GIVEN REQUEST:
Reproduce verbatim the rows below, from the line containing "Look at the UI below and find the dual" through the line containing "[95,260,119,291]", both included. Omit any pictures from your reply.

DATA RECORDS:
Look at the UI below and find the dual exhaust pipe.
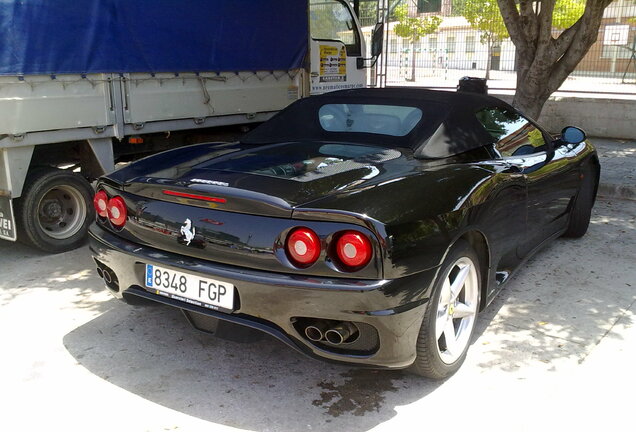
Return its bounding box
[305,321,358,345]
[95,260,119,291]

---

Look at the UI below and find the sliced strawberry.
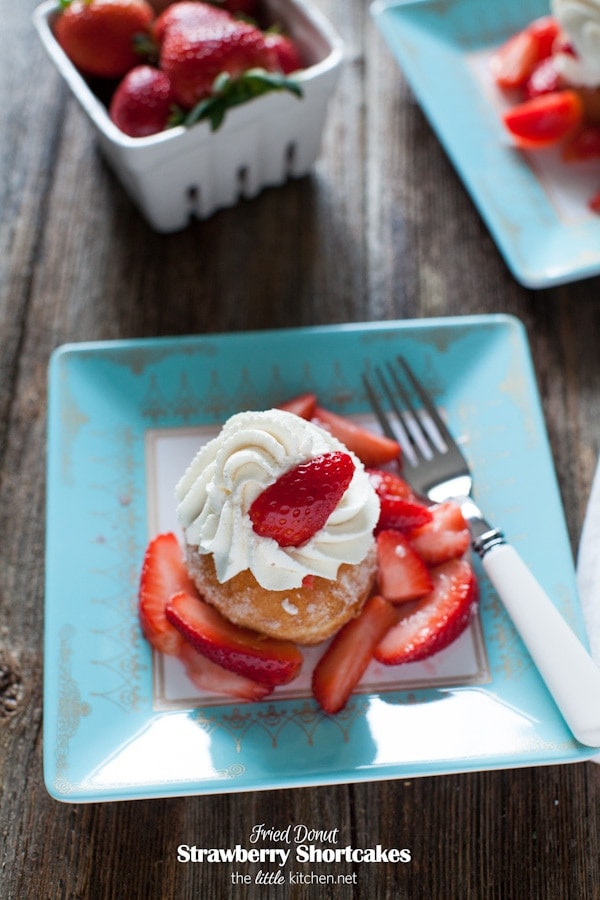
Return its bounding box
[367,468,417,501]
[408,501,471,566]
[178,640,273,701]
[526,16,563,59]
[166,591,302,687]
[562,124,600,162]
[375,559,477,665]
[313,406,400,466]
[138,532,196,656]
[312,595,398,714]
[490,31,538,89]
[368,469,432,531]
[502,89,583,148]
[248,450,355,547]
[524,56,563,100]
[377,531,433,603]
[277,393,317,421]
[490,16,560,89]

---

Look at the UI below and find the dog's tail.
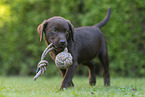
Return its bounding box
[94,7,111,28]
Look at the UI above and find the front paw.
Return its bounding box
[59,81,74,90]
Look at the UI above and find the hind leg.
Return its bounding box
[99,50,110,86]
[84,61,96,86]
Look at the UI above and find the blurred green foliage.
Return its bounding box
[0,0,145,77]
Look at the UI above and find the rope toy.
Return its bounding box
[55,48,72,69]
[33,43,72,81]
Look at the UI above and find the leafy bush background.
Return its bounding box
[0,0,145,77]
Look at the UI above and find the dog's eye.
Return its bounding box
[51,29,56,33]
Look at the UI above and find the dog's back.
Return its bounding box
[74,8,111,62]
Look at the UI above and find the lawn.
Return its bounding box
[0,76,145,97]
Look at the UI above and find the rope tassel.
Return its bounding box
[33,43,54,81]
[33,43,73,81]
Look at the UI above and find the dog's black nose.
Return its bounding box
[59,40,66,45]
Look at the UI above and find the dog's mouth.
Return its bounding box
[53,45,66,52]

WRITTEN RESPONSE:
Look at the UI below and find the dual exhaust pipe.
Return its bounding box
[305,321,358,345]
[95,260,119,291]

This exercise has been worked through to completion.